──────── Отрывок для чтения ────────

Но и этот вполне мирный сюжет Октябрьской революции, которую с полным правом можно назвать бархатной и гордиться таким бескровным переворотом, показался советским идеологам неказистым, не героическим, и тогда на десятилетие революции придумали какой-то мифологический штурм, строчащие пулеметы, рвущиеся гранаты, море крови… Ветеранам 1917 г. было рекомендовано не перечить официальной версии. На самом же деле, если бы такой штурм имел место, то от толпы, бегущей с винтовками к Зимнему, ничего бы не осталось. Ее разорвало бы в клочья, ибо бегущие на штурм представляли бы собой прекрасную мишень. Даже один пулемет «максим» расстрелял бы всех бегущих революционных солдат и матросов, не говоря уже о десятках ружей, одной пушки и нескольких пулеметах, которые имелись у юнкеров вокруг Зимнего. Ясное дело, что все это оружие так и не выстрелило вечером 25 октября. Эго единственное, что можно поставить в заслугу организаторскому таланту Ленина. Так, совершенно безобидно и мирно началась диктатура пролетариата, утопившая страну в крови.
Святослав
Личность киевского князя, которого русские варяги называли Сфендислейвом, славяне — Святославом, а греки — Сфендославом, неоднозначно трактуется в русской истории. В советскую эпоху из Святослава сделали эдакого Чапаева древнерусской истории, а в российских дореволюционных источниках (Карамзин) к Святославу были кое-какие вопросы, мол, много и бесплодно воевал за пределами Руси, без пользы для государства, не увеличил русских пределов, чересчур увлекался войной, тормозил распространение христианства, к которому призывала его мать Ольга, крестившаяся в 955 г. в Константинополе (Царьграде, как его называли на Руси).
Так же противоречив образ князя и в исполнении российских и украинских художников, в том числе современных: то как карикатурный персонаж, где русского князя можно легко принять за пожилого грузинского рыбака, то сильно приукрашенный, словно спустившийся на Землю архангел Михаил. А ведь имеется достаточно четкий словесный портрет Святослава. Так, греки в 971 г. описали русского предводителя как человека «дикого ликом, с голубыми глазами, косматыми бровями, плоским (курносым) носом, с длинными усами и редкой бородой, невысокого, но широкоплечего, с сильной грудью и шеей». В ухе князя была серьга с бриллиантом, голова обрита, лишь на макушке оставлен клок волос. Странным образом современные художники из подробного греческого описания используют лишь эти детали — длинные усы и клок волос на макушке. Украинцы, понятное дело, изображают Святослава как типичного запорожского казака с длинным оселедцем на голове, а старые московские портреты изображают Святослава в виде карточного короля, даже близко не похожего на достаточно молодого (погиб около 33 лет от роду) князя. Русские художники рисовали своих князей наугад, так же, как и монголы изображали Чингисидов.

──────── Исходные строки ────────

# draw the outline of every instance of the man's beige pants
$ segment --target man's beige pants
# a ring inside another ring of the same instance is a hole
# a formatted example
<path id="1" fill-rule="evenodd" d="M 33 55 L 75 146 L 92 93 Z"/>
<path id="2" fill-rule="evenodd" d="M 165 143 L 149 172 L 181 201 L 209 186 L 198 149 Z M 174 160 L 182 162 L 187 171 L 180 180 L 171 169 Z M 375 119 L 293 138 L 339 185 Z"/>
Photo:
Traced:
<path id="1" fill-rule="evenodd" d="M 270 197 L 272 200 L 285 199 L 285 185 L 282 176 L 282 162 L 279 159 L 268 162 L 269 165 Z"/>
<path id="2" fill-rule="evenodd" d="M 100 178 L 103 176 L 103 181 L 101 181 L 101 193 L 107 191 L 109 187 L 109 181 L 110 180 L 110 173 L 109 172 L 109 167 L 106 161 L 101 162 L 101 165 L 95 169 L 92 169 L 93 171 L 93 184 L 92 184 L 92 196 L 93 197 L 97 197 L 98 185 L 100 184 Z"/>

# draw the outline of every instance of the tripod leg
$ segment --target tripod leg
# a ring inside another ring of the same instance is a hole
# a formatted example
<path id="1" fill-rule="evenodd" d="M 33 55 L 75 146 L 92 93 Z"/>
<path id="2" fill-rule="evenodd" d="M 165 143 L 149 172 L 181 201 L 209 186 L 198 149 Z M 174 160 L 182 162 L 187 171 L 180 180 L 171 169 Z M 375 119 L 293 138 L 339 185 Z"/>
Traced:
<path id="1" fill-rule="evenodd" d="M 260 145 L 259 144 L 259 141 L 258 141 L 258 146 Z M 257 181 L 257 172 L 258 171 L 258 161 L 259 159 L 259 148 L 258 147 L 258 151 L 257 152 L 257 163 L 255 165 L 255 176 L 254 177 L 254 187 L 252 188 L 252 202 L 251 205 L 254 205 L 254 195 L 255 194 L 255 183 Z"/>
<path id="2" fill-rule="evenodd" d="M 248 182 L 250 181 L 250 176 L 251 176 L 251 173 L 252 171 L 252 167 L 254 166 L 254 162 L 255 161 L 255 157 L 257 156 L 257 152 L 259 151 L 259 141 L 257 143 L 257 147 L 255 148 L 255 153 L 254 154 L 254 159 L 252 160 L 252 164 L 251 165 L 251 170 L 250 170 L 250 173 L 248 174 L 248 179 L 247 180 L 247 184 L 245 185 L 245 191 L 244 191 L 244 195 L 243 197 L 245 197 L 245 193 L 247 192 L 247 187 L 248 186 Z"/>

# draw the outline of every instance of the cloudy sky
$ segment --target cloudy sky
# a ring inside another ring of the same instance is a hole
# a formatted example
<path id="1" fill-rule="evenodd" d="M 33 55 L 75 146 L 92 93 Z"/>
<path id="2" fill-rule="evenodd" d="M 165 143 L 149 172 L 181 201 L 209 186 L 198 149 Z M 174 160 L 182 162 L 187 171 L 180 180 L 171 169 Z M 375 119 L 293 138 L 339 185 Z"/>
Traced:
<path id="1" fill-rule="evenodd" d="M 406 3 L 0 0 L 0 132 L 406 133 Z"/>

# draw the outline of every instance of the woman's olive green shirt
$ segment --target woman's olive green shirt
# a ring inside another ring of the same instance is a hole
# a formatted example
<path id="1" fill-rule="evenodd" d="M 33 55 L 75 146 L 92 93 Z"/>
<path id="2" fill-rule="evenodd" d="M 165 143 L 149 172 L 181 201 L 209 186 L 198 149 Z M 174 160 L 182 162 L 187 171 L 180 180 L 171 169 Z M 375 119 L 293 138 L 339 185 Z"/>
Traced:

────────

## Задания для выполнения:
1. В каком году, согласно отрывку для чтения, крестилась в Константинополе мать Святослава Ольга?
2. Выведите строки из раздела исходных строк в виде JSON-списка, по одной строке на элемент и без пустых строк, начиная с самой первой строки и заканчивая строкой, где есть "100 178 L 103".

## Ответы к заданиям:
1. В 955 году.

2.
[
  "# draw the outline of every instance of the man's beige pants",
  "$ segment --target man's beige pants",
  "# a ring inside another ring of the same instance is a hole",
  "# a formatted example",
  "<path id=\"1\" fill-rule=\"evenodd\" d=\"M 33 55 L 75 146 L 92 93 Z\"/>",
  "<path id=\"2\" fill-rule=\"evenodd\" d=\"M 165 143 L 149 172 L 181 201 L 209 186 L 198 149 Z M 174 160 L 182 162 L 187 171 L 180 180 L 171 169 Z M 375 119 L 293 138 L 339 185 Z\"/>",
  "Photo:",
  "Traced:",
  "<path id=\"1\" fill-rule=\"evenodd\" d=\"M 270 197 L 272 200 L 285 199 L 285 185 L 282 176 L 282 162 L 279 159 L 268 162 L 269 165 Z\"/>",
  "<path id=\"2\" fill-rule=\"evenodd\" d=\"M 100 178 L 103 176 L 103 181 L 101 181 L 101 193 L 107 191 L 109 187 L 109 181 L 110 180 L 110 173 L 109 172 L 109 167 L 106 161 L 101 162 L 101 165 L 95 169 L 92 169 L 93 171 L 93 184 L 92 184 L 92 196 L 93 197 L 97 197 L 98 185 L 100 184 Z\"/>"
]